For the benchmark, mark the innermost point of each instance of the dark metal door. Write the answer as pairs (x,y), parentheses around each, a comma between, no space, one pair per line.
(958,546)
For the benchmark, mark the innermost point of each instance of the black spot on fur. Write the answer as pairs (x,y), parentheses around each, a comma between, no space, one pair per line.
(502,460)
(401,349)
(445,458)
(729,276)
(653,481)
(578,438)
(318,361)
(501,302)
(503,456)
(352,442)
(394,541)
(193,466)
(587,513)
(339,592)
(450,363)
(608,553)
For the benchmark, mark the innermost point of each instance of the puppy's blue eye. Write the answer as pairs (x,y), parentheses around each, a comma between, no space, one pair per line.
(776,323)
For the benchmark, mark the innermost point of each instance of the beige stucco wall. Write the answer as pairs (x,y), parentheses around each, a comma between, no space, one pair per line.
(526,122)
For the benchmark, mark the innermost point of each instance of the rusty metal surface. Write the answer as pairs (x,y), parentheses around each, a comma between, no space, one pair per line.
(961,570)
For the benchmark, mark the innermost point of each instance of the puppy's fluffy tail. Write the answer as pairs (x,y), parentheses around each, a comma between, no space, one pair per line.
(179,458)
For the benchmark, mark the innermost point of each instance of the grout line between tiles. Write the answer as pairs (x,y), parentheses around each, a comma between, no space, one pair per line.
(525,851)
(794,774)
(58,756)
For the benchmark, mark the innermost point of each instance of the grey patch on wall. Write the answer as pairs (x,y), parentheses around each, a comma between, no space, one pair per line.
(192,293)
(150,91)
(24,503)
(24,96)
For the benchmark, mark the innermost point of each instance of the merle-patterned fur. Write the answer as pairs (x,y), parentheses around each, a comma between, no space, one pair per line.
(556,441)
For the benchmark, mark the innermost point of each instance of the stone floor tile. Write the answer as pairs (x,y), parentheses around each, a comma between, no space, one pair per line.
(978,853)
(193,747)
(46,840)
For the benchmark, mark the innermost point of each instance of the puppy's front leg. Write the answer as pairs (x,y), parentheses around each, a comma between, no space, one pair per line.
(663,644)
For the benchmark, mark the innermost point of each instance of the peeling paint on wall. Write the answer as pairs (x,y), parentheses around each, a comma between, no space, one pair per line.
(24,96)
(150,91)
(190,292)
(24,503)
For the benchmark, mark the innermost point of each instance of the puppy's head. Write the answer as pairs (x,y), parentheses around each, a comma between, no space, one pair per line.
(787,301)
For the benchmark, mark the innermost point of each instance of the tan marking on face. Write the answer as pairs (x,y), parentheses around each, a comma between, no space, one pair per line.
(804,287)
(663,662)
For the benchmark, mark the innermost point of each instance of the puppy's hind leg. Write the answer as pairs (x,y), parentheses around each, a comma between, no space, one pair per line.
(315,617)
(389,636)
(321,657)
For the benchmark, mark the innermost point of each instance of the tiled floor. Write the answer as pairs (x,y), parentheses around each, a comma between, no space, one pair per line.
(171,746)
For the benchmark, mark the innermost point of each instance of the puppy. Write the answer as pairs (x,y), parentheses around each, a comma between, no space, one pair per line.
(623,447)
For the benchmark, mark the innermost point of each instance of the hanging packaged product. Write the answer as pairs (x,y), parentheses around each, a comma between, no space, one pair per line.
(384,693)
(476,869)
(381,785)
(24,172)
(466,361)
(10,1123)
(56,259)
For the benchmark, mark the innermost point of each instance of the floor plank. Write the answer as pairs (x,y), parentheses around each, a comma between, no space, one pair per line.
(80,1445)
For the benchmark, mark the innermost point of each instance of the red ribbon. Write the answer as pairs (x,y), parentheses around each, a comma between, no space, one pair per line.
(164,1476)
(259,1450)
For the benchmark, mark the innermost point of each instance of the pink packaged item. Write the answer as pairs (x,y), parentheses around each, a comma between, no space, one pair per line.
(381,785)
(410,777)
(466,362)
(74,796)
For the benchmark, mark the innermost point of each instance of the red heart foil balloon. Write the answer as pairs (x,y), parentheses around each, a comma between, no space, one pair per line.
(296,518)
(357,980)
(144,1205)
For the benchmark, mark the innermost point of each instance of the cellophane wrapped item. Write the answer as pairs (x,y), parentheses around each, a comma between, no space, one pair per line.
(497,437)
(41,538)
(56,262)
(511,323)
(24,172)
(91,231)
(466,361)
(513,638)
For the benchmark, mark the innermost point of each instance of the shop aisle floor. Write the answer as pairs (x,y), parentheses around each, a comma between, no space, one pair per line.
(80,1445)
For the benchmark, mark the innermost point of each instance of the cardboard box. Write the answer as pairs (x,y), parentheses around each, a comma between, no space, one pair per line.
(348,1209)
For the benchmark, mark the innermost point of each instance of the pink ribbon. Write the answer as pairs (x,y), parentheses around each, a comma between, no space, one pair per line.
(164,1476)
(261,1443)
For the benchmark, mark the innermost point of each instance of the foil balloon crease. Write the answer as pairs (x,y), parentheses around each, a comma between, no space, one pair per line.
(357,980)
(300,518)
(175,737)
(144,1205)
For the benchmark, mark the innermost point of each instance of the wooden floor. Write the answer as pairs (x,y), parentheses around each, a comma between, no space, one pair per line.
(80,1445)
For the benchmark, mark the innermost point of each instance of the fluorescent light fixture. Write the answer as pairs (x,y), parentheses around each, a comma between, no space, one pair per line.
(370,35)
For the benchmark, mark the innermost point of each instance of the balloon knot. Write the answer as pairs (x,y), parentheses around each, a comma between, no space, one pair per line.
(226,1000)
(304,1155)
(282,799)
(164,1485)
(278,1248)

Task brief – Set all of the records down again, exactly as they stand.

Answer to this problem –
For the benchmark, mark the innermost point of each instance of the dark metal door. Write the answer as pairs (x,y), parentheses around each, a comma between, no space, one pair per line.
(958,546)
For the benchmark, mark the innermost point of each instance of the black spot on fur. Write the answer as pairs (x,y), parentheses around each, a comma between, no space, one pair per line.
(502,460)
(401,349)
(445,458)
(729,276)
(653,481)
(578,438)
(318,361)
(501,302)
(503,456)
(352,442)
(394,541)
(193,466)
(587,513)
(339,592)
(450,363)
(608,553)
For the benchmark, mark the innermost point of each instance of the puppy's blue eye. Write the answer as pairs (x,y), parentheses around each, a comma between, no space, one pair per line.
(776,323)
For the benchmark, mark the innermost point of each instance of the beige stucco wall. Write the answer as pairs (x,y), parentheses around each, a comma between, no space, one pair per line.
(526,122)
For the benchmark, mark the innermost point of each instance of the rusty metal surface. Write the answer as pairs (x,y), parentheses around each, a comma between, no space, one pair per line.
(961,570)
For the benchmark, mark the innermost point of each instance of the puppy's fluffy tail. Write the answer as pairs (x,y), parentheses around each, a comma between, no space, one pair per line.
(179,458)
For the benchmark, mark the innermost point of each instance of the grout line between tiles. Write the answer as pairs (x,y), parentheses around each, a comma between, no space, one pair per line.
(525,851)
(794,774)
(58,756)
For the benchmark, mark the innermost point of each instance of the grey patch on wall. Write the answer as pairs (x,y), parentheses around each, a comma between, no space, one pair per line.
(192,293)
(150,91)
(24,503)
(24,96)
For the benchmark, mark the innermost point of each instance of the merle-patterned fur. Write the answer as pairs (x,y), parentheses around each, a comma between, no space, one pair per line.
(556,441)
For the benchmark, mark the innermost point of each instance of the stone floor tile. Write the answer as pairs (x,y), parentheses around each, a comma between, no space, one pair per line.
(978,853)
(193,747)
(46,840)
For the benchmark, mark the innermost point of each instance of the puppy's front leg. Write the answer as pairs (x,y), parentheses around each, a comma between, no space, one pair per line.
(663,644)
For the benchmark, mark the innermost point of each instance of the peeling paint on wall. Write the answer as pairs (x,y), parentheses around each, a comma between, no space, one pair per line.
(24,96)
(150,91)
(190,292)
(24,503)
For the benchmark, mark the innermost point of each instance of the puppy's head. Write the answer as pairs (x,y), parentheses around each, a comma between, no space, one pair per line.
(787,301)
For the benchmark, mark the innermost point of each instance of the tan marking on face. Write the answer as pairs (x,y), parentheses around each, a comma between, no space, one pair per line.
(804,287)
(663,662)
For the benchmark, mark the innermost point of each instance of the puppy's hind leg. Write the answer as pairs (x,y), parentheses around each, a comma between, no space, one pair per line.
(315,617)
(389,636)
(321,657)
For the benchmark, mark the innermost point of each instance of the tiled floor. Write the answer as pairs (x,y), parentheses around each, a comma between, no space, one pair per line.
(171,746)
For the benchmark, mark the innermost point of each instance of the puppy. Write the answer as pairs (x,y), parentheses around each, a comma between, no space, one pair per line.
(623,447)
For the benchmark, mark the innermost point of each instance of the hanging packaged product. Write the answer as pairs (x,y), parentheses around each, a comma between, no space, one pair per line.
(384,693)
(476,869)
(381,785)
(24,172)
(466,361)
(10,1123)
(56,259)
For the benchmark, mark the innermost point of each instance of the floor plank. Write the answer as pairs (x,y), parentheses around each, a comma between, no space, one pair per line.
(80,1445)
For the benchmark, mark the innermost point of each instance of the red ribbon. Write the answer as pairs (x,y), parentheses around each, a comma between, no space, one pair per line.
(164,1476)
(259,1450)
For the benchmark, mark the innermost point of each instance of the pink packaged item. Write the answer as pairs (x,y), parentheses around each, a comma between, no space, one pair per line.
(381,785)
(410,777)
(466,362)
(74,796)
For the benchmark, mark the innermost point of each instance of the red heart foil balloon. Write the answer as pairs (x,y), parentheses around each, a comma between, no space, one pair per line.
(296,518)
(357,980)
(144,1205)
For the benchmark, mark the innermost point of each instance of the cellophane wrapped item. Write the answer as pairs (x,y), parentheses around each, a comma between, no space, one pair per line.
(497,437)
(41,538)
(56,262)
(511,323)
(24,172)
(91,231)
(466,361)
(513,638)
For the benchmark, mark the innermost point of each instance of the shop aisle floor. Write the answer as pairs (x,y), parentheses around each, a comma between, no space, one pair per line.
(80,1445)
For the benchmark, mark the innermost point of each instance of the cardboard box. Write the answer as pairs (x,y), parentheses around each, a comma between, no space, one pair per line.
(348,1209)
For the benchmark, mark the innermost point of each instance of the pink ribbon. Write the answer as pairs (x,y), parentheses around each, a comma between, no space, one pair per line.
(164,1476)
(261,1443)
For the benchmark, mark the innermost point of each instance of the foil balloon crease. Write the answer as pairs (x,y), parentheses around each, a comma between, no space, one pair per line.
(357,980)
(300,518)
(175,737)
(144,1205)
For the benchmark, mark the innermost point of each instance of the wooden floor. Write the answer as pairs (x,y), parentheses around each, a comma between, no space, one pair per line.
(80,1445)
For the benchmark, mark the innermost point of each instance of the fluorescent light fixture. Write the answer as pairs (x,y), parentheses around each, a comma between, no space, one pair per line.
(370,35)
For the benchmark, mark the innermost point of each instance of the balloon knot. Write the answer as pairs (x,y), parentheses around each, a comma between, no space, one pair per line.
(226,1000)
(304,1155)
(282,799)
(164,1485)
(278,1248)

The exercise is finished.